Source extract:
** start **

September 18, 2005

Saturday Morning in the Suburbs

We had two cords of firewood delivered yesterday morning. I've got to say, dealing with men who sell firewood is always an interesting experience.

The process of finding someone to purchase logs from was not easy this year. I left messages in five places before I got a response. This particular woodman, the one who actually deigned to return my call, seemed typical of the breed: a slow talker and a bit of a hick. I inquired about price, he quoted me one a bit higher than I expected. I asked if the price included stacking and he said, "Aw, I'm 75 years old. My knees just don't work the way they used to! I'd like to stack it for you, but I'm just not up to it anymore, sir."

That's right. He called me sir. Now I'm not unused to being mistaken for a man on the telephone. Yet I had clearly identified myself as Suzanne both in the message and when I answered his return call.

Anyway. Wendy and I can handle stacking. So we agreed on price and set up delivery. Saturday morning, crack of dawn. Well, not exactly dawn. But "sometime before 8:00." Same diff in our world. I rolled myself out of bed and threw on some clothes when Dudley bayed loudly announcing the man's arrival.

Woodmen can be chatty. I learned quite a bit about this man and his wife, specifically their health issues, in the ten or so minutes he was at the house. I listened politely and nodded in sympathy. He asked me what I do to stay in shape. "I stack wood," I said, chuckling. He looked at me funny. His large truck dumped a humongous pile of logs in our driveway, I paid him and we said our goodbyes.

As he climbed into his truck he said, "Tell your husband I really appreciate his business."

Now there are so many ways I could have responded to that statement. I could have jumped up and down and shouted, "Hey dude, my husband is my wife!" or said, "Yo, mister! Whose name is on that check in your pocket?" or "Jane, you ignorant slut...." Wait. While a fun flashback, that one doesn't apply to the clueless woodman driving down our driveway.

** end **

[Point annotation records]
** start **

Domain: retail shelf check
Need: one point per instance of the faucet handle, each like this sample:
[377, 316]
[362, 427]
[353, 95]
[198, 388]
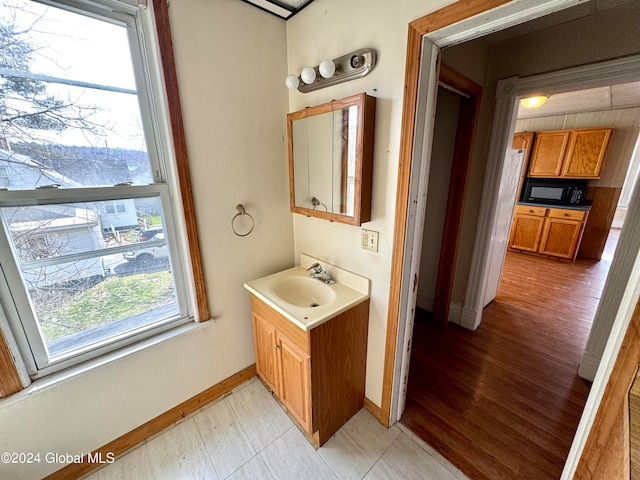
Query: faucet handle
[316, 267]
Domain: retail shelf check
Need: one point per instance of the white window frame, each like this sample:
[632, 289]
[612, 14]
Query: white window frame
[153, 105]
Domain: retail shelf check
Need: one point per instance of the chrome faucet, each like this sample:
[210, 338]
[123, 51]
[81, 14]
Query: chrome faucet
[320, 274]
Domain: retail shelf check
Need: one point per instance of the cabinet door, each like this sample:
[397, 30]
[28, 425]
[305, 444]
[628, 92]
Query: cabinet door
[560, 237]
[585, 153]
[548, 152]
[264, 334]
[525, 232]
[295, 370]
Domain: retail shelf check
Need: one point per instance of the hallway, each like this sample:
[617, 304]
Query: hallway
[504, 402]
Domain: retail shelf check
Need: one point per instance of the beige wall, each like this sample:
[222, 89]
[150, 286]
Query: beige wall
[231, 62]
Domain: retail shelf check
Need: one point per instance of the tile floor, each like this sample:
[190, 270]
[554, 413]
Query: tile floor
[247, 435]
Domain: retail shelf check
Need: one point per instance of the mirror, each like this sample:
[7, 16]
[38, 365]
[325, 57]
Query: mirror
[331, 159]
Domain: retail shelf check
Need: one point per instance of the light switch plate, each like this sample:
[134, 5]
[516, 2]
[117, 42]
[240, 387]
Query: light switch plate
[369, 240]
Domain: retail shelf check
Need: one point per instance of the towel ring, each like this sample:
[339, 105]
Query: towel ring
[241, 212]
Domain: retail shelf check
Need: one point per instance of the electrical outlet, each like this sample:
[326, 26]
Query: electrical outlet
[369, 240]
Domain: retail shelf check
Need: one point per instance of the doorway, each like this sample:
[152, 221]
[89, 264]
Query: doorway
[508, 92]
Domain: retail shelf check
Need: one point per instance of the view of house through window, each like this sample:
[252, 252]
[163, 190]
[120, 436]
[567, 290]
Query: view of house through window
[83, 200]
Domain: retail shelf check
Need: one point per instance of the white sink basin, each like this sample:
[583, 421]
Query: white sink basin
[307, 301]
[303, 291]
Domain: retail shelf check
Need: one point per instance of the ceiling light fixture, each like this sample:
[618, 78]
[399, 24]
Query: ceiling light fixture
[533, 102]
[331, 72]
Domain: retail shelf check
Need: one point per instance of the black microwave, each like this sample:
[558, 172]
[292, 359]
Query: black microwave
[554, 191]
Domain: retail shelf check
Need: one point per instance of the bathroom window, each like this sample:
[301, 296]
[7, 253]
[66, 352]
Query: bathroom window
[84, 153]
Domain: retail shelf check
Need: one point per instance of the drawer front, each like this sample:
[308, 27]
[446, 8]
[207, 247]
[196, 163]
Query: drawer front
[531, 210]
[567, 214]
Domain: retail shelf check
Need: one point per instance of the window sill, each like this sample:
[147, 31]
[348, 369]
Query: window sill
[56, 379]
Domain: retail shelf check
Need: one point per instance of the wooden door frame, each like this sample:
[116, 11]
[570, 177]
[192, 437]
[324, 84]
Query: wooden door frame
[417, 29]
[460, 168]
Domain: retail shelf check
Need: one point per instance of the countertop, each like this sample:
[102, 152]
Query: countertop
[350, 289]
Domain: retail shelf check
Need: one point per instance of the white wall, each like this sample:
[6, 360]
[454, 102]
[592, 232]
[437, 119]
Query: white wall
[328, 29]
[236, 134]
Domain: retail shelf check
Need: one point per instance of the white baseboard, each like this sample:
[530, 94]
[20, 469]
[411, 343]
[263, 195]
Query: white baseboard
[588, 367]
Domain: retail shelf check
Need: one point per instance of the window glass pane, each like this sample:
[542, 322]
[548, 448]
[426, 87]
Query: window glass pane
[91, 275]
[70, 111]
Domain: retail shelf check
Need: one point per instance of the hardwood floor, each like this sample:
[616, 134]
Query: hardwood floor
[504, 402]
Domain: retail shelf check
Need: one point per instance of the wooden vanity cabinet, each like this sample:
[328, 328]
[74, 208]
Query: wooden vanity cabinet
[569, 153]
[319, 374]
[547, 231]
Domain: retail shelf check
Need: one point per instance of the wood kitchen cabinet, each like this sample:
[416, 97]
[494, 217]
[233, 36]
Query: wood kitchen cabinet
[569, 153]
[319, 374]
[547, 231]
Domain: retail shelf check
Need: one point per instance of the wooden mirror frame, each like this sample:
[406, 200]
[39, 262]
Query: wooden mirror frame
[364, 158]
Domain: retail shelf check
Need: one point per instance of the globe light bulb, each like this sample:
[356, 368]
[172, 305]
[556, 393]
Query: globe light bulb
[308, 75]
[292, 82]
[327, 68]
[534, 102]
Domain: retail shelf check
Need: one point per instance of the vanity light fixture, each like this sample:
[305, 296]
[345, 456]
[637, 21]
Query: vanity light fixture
[331, 72]
[533, 102]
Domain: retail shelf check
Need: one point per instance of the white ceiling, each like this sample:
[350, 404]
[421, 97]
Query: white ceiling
[595, 99]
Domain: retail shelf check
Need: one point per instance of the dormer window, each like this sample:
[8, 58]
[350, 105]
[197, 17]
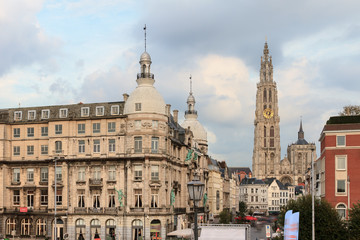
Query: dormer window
[85, 111]
[115, 110]
[100, 111]
[63, 112]
[45, 114]
[17, 115]
[31, 114]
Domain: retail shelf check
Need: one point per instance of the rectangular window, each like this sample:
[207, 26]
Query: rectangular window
[111, 126]
[58, 147]
[58, 129]
[81, 174]
[97, 173]
[340, 141]
[154, 172]
[340, 186]
[58, 173]
[111, 145]
[58, 196]
[154, 144]
[16, 175]
[30, 198]
[17, 115]
[138, 197]
[111, 198]
[154, 199]
[16, 197]
[137, 172]
[16, 132]
[44, 174]
[112, 173]
[16, 150]
[138, 144]
[44, 149]
[30, 174]
[30, 132]
[96, 127]
[81, 199]
[115, 110]
[44, 197]
[31, 114]
[30, 150]
[63, 112]
[85, 111]
[340, 163]
[81, 128]
[81, 146]
[100, 111]
[44, 131]
[97, 146]
[45, 114]
[155, 124]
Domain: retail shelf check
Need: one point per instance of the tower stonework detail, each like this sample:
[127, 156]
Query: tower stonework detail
[267, 150]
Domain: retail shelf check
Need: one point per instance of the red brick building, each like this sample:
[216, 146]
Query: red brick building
[338, 168]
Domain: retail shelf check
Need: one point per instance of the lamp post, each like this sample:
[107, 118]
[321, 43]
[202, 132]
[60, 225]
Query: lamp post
[196, 190]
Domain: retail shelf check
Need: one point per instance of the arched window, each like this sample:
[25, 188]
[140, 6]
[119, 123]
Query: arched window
[264, 99]
[80, 229]
[341, 209]
[137, 230]
[10, 225]
[110, 229]
[155, 227]
[41, 227]
[25, 226]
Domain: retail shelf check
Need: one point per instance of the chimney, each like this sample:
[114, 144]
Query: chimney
[175, 113]
[167, 109]
[126, 96]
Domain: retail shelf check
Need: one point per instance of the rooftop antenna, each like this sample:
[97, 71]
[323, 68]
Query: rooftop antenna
[145, 36]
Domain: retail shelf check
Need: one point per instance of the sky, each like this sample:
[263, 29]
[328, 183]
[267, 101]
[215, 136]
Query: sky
[65, 52]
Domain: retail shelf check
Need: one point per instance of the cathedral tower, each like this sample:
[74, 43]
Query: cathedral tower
[267, 150]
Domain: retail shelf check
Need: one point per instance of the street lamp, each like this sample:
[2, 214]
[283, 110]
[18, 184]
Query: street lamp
[196, 190]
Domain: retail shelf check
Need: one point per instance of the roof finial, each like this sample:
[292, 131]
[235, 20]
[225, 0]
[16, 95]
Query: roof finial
[190, 85]
[145, 36]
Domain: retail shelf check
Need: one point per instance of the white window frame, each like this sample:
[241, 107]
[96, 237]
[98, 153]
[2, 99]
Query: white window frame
[100, 111]
[338, 158]
[85, 111]
[31, 114]
[18, 115]
[115, 110]
[63, 112]
[337, 140]
[45, 114]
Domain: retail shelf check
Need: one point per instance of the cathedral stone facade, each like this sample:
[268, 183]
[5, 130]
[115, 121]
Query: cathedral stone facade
[267, 161]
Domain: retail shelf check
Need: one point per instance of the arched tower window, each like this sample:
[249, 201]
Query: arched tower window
[264, 95]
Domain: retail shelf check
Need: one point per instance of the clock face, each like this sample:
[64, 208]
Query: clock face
[268, 113]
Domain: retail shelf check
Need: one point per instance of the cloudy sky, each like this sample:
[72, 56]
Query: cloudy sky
[64, 52]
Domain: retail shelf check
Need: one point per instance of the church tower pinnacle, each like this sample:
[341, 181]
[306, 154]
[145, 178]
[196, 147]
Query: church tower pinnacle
[266, 152]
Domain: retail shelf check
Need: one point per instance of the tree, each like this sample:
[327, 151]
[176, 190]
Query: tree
[350, 110]
[328, 224]
[354, 223]
[225, 216]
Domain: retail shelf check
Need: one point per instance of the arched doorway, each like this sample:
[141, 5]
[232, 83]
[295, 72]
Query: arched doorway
[155, 229]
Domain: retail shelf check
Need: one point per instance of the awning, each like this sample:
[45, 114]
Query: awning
[185, 233]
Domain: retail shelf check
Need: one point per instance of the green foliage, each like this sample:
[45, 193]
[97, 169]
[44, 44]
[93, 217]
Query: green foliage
[225, 216]
[354, 223]
[328, 224]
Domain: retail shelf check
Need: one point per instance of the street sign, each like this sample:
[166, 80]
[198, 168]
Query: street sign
[267, 230]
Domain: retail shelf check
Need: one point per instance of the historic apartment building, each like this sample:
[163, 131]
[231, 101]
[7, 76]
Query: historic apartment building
[117, 170]
[266, 161]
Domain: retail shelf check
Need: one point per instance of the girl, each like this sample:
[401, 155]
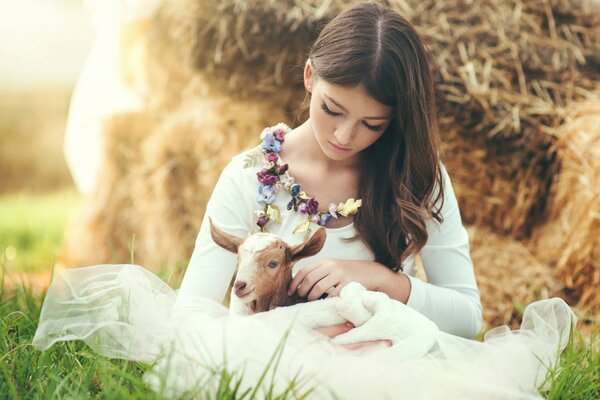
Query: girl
[365, 166]
[371, 137]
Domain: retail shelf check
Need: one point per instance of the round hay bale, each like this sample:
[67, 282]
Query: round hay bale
[571, 239]
[505, 193]
[102, 230]
[505, 71]
[179, 165]
[508, 275]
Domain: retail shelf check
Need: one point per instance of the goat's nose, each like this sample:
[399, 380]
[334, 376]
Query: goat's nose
[239, 286]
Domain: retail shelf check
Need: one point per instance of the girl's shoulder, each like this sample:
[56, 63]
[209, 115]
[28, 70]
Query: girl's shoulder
[250, 161]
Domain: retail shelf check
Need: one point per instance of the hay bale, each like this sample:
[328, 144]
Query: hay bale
[180, 163]
[571, 238]
[505, 70]
[252, 48]
[505, 193]
[101, 231]
[509, 276]
[157, 178]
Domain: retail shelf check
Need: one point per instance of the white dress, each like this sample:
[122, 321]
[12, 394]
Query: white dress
[125, 311]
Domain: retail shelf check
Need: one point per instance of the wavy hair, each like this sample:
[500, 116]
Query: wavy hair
[371, 45]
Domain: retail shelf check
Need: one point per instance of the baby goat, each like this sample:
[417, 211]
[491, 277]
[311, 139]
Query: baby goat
[264, 268]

** end **

Your objective:
Could you pick up the firewood delivery story from the point where it stops and keep it going?

Written response:
Instead, I just smiled and waved.
Some battles just aren't worth fighting.

.

10 comments:

Elizabeth said...

And you should have struck a pose of demure femininity and replied, in yaw best Suthun accent...

"Whi, thank you suh, Ah wus jus sayun to my husband this very mornin' while I wus suckin' his dick, 'Dea-uh, Ah do believe that nyce man wuth the wood is comin' today,' and my husband, Lawd he is a handsome main, replied, 'Dea-uh, you must go greet that nice main and fetch that wood to the back like a good little woman,' and here Ah am, to fetch the wood jus like my dea-uh husband said and latah own, Ah’m, gonna chain my very own self to the stove so Ah ken make my dea-uh, sweet husband his favorite meal of Hungry Joes and Kraft Mac-a-roni an' Cheese and then, Ah'm gonna go suck his dick some mo-uh. Thank you so much, suh, fo' bringin' this wood to us."

(my comment went through...waddyaknow)

Elizabeth said...

So I'm being a lazy slug/artist today...which means in between painting I'm doing this 'stumble' thing on the internet, it's very cool (ask Gina) and did you know...

The name Wendy was made up for the book "Peter Pan."

There ya go. But maybe you knew that.

Alena said...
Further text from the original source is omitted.